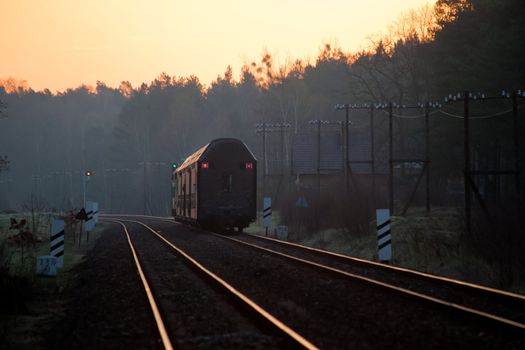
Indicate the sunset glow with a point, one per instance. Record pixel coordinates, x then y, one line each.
58 44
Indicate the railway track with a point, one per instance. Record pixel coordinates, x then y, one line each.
286 337
339 267
489 303
496 305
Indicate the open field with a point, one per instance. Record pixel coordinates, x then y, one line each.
32 304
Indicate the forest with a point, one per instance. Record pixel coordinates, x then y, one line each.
129 136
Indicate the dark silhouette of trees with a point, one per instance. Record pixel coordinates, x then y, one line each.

• **Problem statement**:
Copy out every line above, requests included, and add 42 to each x and y pixel coordinate in the answers. Leave the pictures out.

• **Result for this exercise**:
Indicate the sunset glow with a point, one per instance. Record pixel coordinates, x then y, one line each.
100 86
Indicate the railway track with a point, one per instance. Record pixel coordinates, x then y, one line each.
328 379
381 309
531 345
538 347
Indicate the open field with a point, one per instance. Record pixel coordinates, x then y, one line each.
74 346
Indicate the forest with a point, one per instance. Record pixel coordinates, x then y, one line each.
171 178
Indicate the dark silhouette of trees with a point, one per instance. Record pixel coordinates, x then y, one line each.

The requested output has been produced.